— Records to use —
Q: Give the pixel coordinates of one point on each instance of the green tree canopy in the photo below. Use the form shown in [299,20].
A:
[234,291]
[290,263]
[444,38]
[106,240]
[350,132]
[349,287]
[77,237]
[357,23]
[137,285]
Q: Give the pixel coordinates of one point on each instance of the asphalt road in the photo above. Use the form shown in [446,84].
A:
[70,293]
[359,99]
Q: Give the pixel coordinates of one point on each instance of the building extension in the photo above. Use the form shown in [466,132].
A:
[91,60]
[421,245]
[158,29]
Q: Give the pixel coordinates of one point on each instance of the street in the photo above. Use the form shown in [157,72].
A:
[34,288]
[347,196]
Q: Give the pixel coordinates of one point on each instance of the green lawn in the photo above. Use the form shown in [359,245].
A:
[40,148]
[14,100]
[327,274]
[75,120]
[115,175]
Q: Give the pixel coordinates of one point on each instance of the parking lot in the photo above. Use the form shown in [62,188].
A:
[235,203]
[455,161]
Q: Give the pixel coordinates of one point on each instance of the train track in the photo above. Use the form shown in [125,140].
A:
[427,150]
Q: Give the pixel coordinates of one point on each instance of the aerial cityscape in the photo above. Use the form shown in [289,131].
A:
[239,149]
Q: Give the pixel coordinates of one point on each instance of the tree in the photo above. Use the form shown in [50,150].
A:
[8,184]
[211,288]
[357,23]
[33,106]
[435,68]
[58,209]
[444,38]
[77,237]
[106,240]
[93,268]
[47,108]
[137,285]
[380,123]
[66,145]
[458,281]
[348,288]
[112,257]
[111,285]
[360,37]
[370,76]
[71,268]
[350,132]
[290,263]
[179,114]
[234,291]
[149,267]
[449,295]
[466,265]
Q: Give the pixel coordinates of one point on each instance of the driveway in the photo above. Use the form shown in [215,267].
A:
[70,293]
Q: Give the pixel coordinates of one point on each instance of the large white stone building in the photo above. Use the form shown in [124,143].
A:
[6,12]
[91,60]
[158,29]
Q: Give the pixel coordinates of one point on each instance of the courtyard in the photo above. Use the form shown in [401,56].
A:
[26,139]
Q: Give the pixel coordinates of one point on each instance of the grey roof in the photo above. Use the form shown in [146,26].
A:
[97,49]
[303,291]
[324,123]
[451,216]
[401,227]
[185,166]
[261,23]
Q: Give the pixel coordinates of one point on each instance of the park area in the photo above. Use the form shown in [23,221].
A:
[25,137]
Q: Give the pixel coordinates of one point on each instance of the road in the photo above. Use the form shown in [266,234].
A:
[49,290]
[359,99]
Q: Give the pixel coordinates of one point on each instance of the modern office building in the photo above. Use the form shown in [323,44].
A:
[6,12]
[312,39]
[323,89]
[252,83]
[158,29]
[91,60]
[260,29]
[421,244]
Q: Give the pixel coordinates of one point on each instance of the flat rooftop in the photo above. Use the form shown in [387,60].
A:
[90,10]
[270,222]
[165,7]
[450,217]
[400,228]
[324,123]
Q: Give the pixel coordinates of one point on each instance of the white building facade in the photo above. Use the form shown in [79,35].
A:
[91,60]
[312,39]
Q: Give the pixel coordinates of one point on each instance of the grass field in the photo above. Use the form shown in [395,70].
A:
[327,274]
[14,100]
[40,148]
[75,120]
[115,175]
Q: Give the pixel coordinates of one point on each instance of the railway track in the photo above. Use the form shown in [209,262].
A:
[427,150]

— What is expected —
Return each line exactly, beginning at the start of the material above and ending at the line that includes "shown in [289,131].", with both of those kept.

— Exercise solution —
Q: Give the pixel coordinates of one point on each instance of the green tree canopy in the photo below. Use the form shown in [299,20].
A:
[234,291]
[290,263]
[444,38]
[106,240]
[350,132]
[349,287]
[77,237]
[357,23]
[137,285]
Q: Give the pixel coordinates of one point on each instance of the asphalt road in the photo above. Use the form shown in [446,84].
A:
[70,293]
[359,99]
Q: Give the pixel coordinates of one point on each instance of the building extension in the photo above. Use the form shown in [466,132].
A:
[91,60]
[421,245]
[158,29]
Q: Give the pixel coordinates of one point on each instance of the street in the photo above. Use the form shown in [157,72].
A:
[34,288]
[347,196]
Q: Give the pixel coordinates of one point on each instance of the green lawn in the photo above. Use the form shown in [359,245].
A:
[40,148]
[14,100]
[327,274]
[75,120]
[115,175]
Q: Give the pixel coordinates of one point on each instance of the parking lot in the photo above. Use the form shown in [62,188].
A:
[235,203]
[455,161]
Q: Give the pixel coordinates of one point on each instance of the train track in the photo above. Use the form shown in [125,140].
A:
[427,150]
Q: Give the pixel coordinates of one point on each instance of the aerial cityscape in the photo above. Use the form shown in [289,131].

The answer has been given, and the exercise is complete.